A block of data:
##########
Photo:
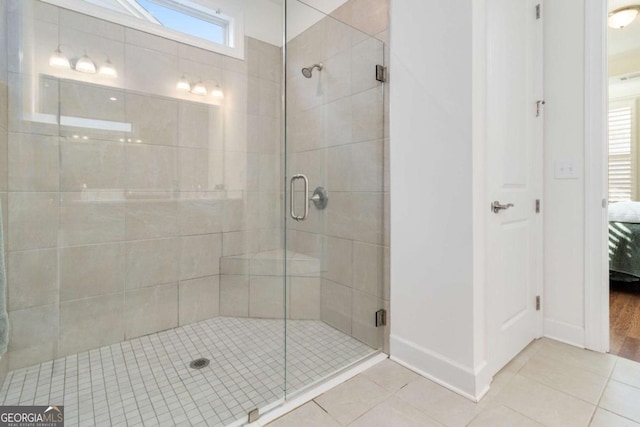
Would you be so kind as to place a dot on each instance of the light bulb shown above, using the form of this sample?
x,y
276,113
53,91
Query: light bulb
x,y
217,92
59,60
108,69
199,89
622,17
86,65
183,84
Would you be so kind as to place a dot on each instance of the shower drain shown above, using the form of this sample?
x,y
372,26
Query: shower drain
x,y
199,363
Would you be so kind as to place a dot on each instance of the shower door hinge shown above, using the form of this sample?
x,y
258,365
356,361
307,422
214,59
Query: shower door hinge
x,y
381,73
254,415
381,318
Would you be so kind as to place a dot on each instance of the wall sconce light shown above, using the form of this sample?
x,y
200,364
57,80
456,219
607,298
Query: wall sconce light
x,y
59,60
108,69
83,64
622,17
199,88
183,84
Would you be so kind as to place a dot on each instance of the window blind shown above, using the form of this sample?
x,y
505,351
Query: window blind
x,y
620,154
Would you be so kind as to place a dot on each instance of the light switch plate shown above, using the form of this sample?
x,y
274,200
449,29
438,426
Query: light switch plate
x,y
566,169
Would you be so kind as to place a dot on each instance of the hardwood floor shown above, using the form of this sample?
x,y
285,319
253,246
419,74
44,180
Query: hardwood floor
x,y
624,303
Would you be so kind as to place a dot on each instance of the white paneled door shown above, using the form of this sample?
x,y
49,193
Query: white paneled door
x,y
514,114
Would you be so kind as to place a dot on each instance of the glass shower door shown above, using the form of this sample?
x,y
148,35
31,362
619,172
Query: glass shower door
x,y
335,228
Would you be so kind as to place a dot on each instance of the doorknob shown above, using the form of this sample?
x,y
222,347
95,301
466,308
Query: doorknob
x,y
497,207
292,193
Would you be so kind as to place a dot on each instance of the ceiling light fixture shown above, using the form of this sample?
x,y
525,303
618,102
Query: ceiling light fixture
x,y
622,17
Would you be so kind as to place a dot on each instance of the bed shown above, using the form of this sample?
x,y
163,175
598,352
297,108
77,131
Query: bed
x,y
624,241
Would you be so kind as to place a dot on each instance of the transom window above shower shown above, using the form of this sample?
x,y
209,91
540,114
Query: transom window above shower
x,y
217,27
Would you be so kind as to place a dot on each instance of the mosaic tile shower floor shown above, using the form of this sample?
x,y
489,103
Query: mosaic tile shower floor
x,y
147,381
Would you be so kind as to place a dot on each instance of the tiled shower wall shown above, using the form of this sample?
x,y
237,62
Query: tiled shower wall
x,y
337,136
115,234
4,134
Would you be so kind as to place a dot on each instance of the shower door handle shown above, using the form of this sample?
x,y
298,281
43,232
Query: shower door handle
x,y
292,197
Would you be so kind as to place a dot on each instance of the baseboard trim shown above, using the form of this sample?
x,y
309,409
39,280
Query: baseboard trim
x,y
439,369
564,332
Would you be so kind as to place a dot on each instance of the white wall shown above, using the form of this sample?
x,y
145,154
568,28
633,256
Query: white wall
x,y
432,265
564,199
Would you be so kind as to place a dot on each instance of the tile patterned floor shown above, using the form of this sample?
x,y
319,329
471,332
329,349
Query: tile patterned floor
x,y
147,381
548,384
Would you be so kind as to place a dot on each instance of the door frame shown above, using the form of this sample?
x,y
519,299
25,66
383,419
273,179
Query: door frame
x,y
596,277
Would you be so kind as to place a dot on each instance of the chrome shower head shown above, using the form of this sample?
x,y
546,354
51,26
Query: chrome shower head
x,y
308,71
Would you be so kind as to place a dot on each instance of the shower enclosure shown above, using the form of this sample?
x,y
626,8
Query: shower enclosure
x,y
192,235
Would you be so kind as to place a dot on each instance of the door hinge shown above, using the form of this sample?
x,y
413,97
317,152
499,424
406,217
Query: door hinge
x,y
381,73
381,318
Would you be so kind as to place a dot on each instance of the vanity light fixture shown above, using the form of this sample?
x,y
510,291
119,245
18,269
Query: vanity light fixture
x,y
216,92
624,16
199,88
83,64
108,69
59,59
183,84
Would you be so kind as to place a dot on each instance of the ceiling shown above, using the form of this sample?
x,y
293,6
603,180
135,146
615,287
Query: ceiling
x,y
627,39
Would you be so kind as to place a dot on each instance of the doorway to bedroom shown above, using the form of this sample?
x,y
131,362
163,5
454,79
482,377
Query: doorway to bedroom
x,y
624,182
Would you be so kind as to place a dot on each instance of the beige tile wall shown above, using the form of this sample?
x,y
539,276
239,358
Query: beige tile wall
x,y
4,142
336,135
112,235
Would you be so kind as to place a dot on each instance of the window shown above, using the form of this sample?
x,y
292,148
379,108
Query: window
x,y
188,21
621,149
217,29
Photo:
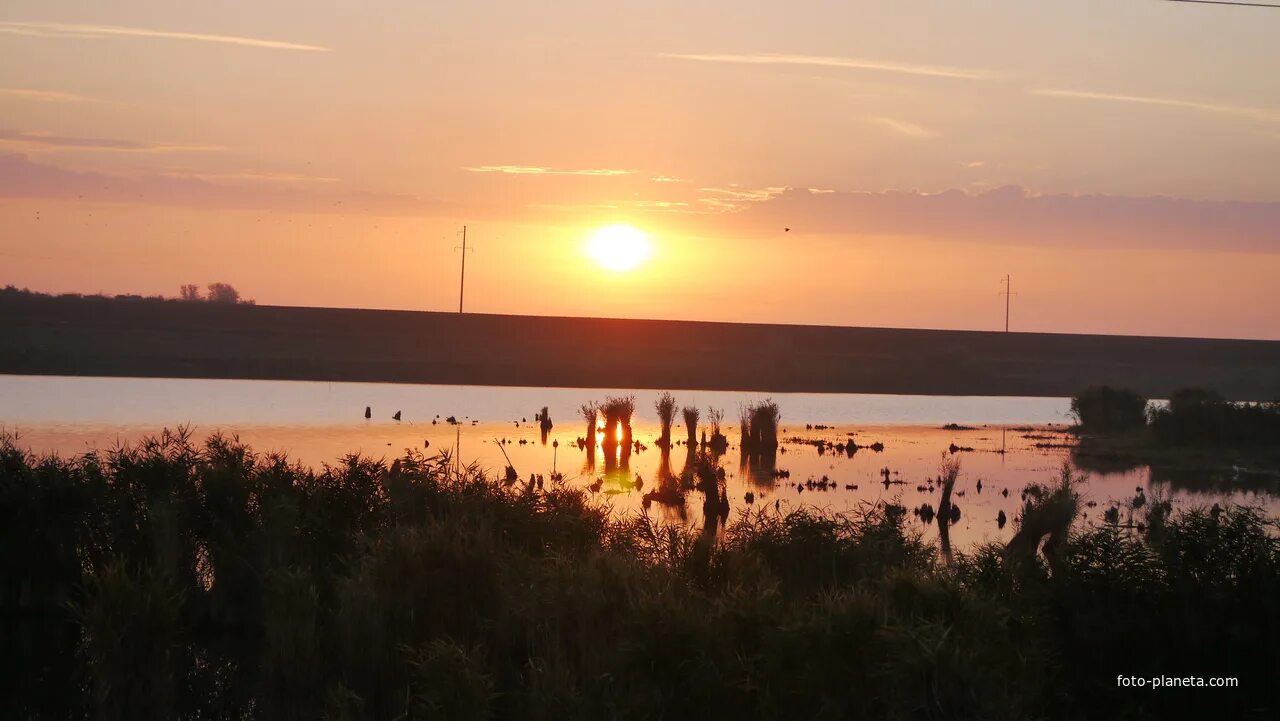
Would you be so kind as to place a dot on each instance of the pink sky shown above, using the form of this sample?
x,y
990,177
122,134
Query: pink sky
x,y
1119,159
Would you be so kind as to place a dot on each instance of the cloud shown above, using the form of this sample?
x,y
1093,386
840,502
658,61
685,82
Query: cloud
x,y
251,176
44,95
538,170
1013,215
827,62
19,177
36,140
86,31
1265,114
905,128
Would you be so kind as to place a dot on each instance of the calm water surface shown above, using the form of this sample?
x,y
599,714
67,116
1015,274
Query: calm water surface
x,y
1014,441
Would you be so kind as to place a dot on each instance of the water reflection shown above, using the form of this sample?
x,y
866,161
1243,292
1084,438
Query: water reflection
x,y
821,464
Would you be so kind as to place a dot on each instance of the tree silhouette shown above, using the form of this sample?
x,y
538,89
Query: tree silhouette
x,y
223,293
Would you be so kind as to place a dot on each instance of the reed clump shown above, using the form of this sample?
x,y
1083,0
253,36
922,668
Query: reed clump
x,y
666,407
691,416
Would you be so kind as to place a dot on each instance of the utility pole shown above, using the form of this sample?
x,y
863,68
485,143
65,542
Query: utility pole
x,y
1008,292
462,282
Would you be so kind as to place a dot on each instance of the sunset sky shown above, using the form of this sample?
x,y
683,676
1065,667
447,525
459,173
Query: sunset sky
x,y
1119,158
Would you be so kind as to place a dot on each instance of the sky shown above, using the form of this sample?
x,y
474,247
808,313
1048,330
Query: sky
x,y
849,163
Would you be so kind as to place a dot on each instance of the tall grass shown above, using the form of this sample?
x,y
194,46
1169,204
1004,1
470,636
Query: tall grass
x,y
173,580
666,407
##########
Print the complete listing exactly, apart from any pictures.

Photo:
Would you be so kind as to place a dot on each instance of the light bulb shown above, using the form of this sample?
x,y
276,113
53,91
Query: light bulb
x,y
217,92
59,60
108,69
199,89
622,17
86,65
183,84
Would you be so kind as to place a dot on each instance of the shower drain shown above, using the form of this sample?
x,y
372,26
Query: shower drain
x,y
199,363
Would you be so kind as to place a dot on each instance of the shower door hinge shown above, using the form of this sample?
x,y
258,365
356,361
307,422
214,59
Query: shower door hinge
x,y
381,73
254,415
381,318
Would you be so kind as to place a dot on each instance of the wall sconce light shown above, using the form of this sample?
x,y
200,364
57,80
456,219
607,298
Query: wall sconce light
x,y
59,60
108,69
83,64
622,17
199,88
183,84
Would you be so kind as to place a dot on each instance of the window blind shown above, using the form of this sample?
x,y
505,351
Query: window blind
x,y
620,154
Would you be so kind as to place a dot on each instance of the light switch plate shown above, using the form of this sample?
x,y
274,200
449,29
438,426
Query: light switch plate
x,y
566,169
Would you be so kind as to place a dot on each instance of the hardwood floor shown above, using the form of this sample?
x,y
285,319
253,246
419,74
44,180
Query: hardwood floor
x,y
624,303
Would you be so kind as to place a dot on each instance of the white paneled door shown above, using the form of this sample?
x,y
49,193
Query: white paneled door
x,y
514,114
Would you be so kind as to place a dot on each instance of the glass shower door shown above, using the form of this sample?
x,y
148,35
31,362
619,172
Query: glass shower door
x,y
335,228
Would you be so kind as to place a dot on each instance of the doorknob shown above, using the form of this sample?
x,y
222,347
95,301
466,308
Query: doorknob
x,y
497,207
292,193
Would you be so kind as to place a dot on each instance of the ceiling light fixture shown above, using the form of this sample?
x,y
525,303
618,102
Query: ceiling light fixture
x,y
622,17
Would you be so kind as to place a dot on each instance of the bed shown above, using the form of this sample?
x,y
163,175
598,352
297,108
77,131
Query: bed
x,y
624,241
Would you be so kind as to place a dot on each instance of the transom window above shower shown above, using the form of this sample?
x,y
209,91
540,114
Query: transom window above shower
x,y
217,27
Would you be so kind as to place a dot on each instance of the mosaic tile shower floor shown above, using the form of this sample?
x,y
489,103
Query: mosaic tile shower floor
x,y
147,381
Would you be so kind as to place a dot on each instance of the tiled shower wall shown above, using the form of this sample?
x,y
237,62
Query: tiled shower wall
x,y
337,136
115,234
4,134
Would you be so kind as to place a dot on each instance of the shower door handle shown above, using the form of this sample?
x,y
298,281
43,232
Query: shower door handle
x,y
292,197
Would you be so kind as to place a dot on each instance of the baseboard trim shown above, using the form of this sample?
x,y
309,409
39,280
Query: baseboard trim
x,y
439,369
564,332
Would you be so kind as to place a dot on each instance of the white wall shown above, using the form of this sample?
x,y
145,154
568,28
633,256
Query: white wall
x,y
432,265
564,199
Would you be so kind as to place a dot on each instance of the tile patterned floor shown above, using the form of this sample?
x,y
319,329
471,332
329,349
Query: tile patterned floor
x,y
147,381
548,384
Would you be so kind as to place a dot on each instance of the door frame shown above, using the form of this sample?
x,y
519,299
25,66
383,419
273,179
Query: door frame
x,y
596,277
Would you be so kind as to place a dot on each instance of the chrome shower head shown above, using the form of this sample?
x,y
546,354
51,26
Query: chrome shower head
x,y
308,71
Would you be so kind as to place a dot on each instance of the shower enclosure shown above, using the form of this sample?
x,y
626,8
Query: shower enclosure
x,y
192,235
Would you be so kind as to place a dot on each instance of the door hinge shown above, using the form of this sample?
x,y
413,97
317,152
499,424
406,217
Query: door hinge
x,y
381,73
381,318
Would you be so kind as to place a dot on each instance of the vanity light fixture shown above, using the form of this sample?
x,y
510,291
119,245
18,269
Query: vanity light fixture
x,y
216,92
624,16
199,88
83,64
108,69
59,59
183,84
Would you be so kind as to place a dot on each instance of the ceiling shown above, using the form of this sample?
x,y
293,6
603,180
135,146
615,287
Query: ceiling
x,y
627,39
Would you be so kind as to place a dot on each instance of the doorway to bedroom shown above, using the form of this sample?
x,y
131,362
163,5
454,79
482,377
Query: doorway to bedroom
x,y
624,182
Would you be so kind as to place a dot on each instance of the beige tile wall shown above, using the form of this sample?
x,y
539,276
239,358
Query: beige tile wall
x,y
4,142
336,135
112,235
Would you be so kind as to place a dot on each instance of the window shown above, using the form of this sample?
x,y
292,148
379,108
Query: window
x,y
188,21
621,149
217,29
Photo:
Would you be so kind as to place a dot on each instance of the pink sky shown above, using the form of this sample?
x,y
990,177
122,134
Query: pink sky
x,y
1119,159
Would you be so kind as to place a dot on each instance of the cloud shown above, using the form of this sample?
x,y
1093,386
840,502
658,61
685,82
Query: cloud
x,y
251,176
44,95
538,170
1013,215
827,62
19,177
36,140
86,31
1265,114
905,128
Would you be so kind as to place a dot on each instance of the calm water surface shown above, using the form of this sample?
x,y
599,714
67,116
1015,274
Query: calm water surface
x,y
1014,441
Would you be so kind as to place a dot on each instance of the water reflection shown above, using the form of this sample?
x,y
866,161
1243,292
1084,438
Query: water reflection
x,y
821,464
Would you be so kind as to place a dot on each instance of the tree silhouette shown above, using the form of this sample?
x,y
538,89
Query: tree silhouette
x,y
223,293
Would you be so kind as to place a dot on each instance of the reed clump shown above, using the form of this sample?
x,y
1083,0
253,36
922,668
Query: reed clump
x,y
666,407
691,416
Would you be so kind as to place a dot on each instance of the utility pole shown above, using the form of this sample?
x,y
863,68
485,143
65,542
Query: utility pole
x,y
1008,292
462,282
Would you be so kind as to place a dot on each instance of the sunset sky shown above, using the form of this sample?
x,y
683,676
1065,667
447,525
459,173
Query: sunset sky
x,y
1119,158
Would you be so kind as to place a dot on each instance of the sky shown above, using the form of this sample?
x,y
474,247
808,313
1048,330
Query: sky
x,y
849,163
Would you be so kind as to place a dot on each instance of the tall grass shown above, using the form of this sample?
x,y
194,46
1169,204
1004,1
470,636
Query: tall grass
x,y
173,580
666,407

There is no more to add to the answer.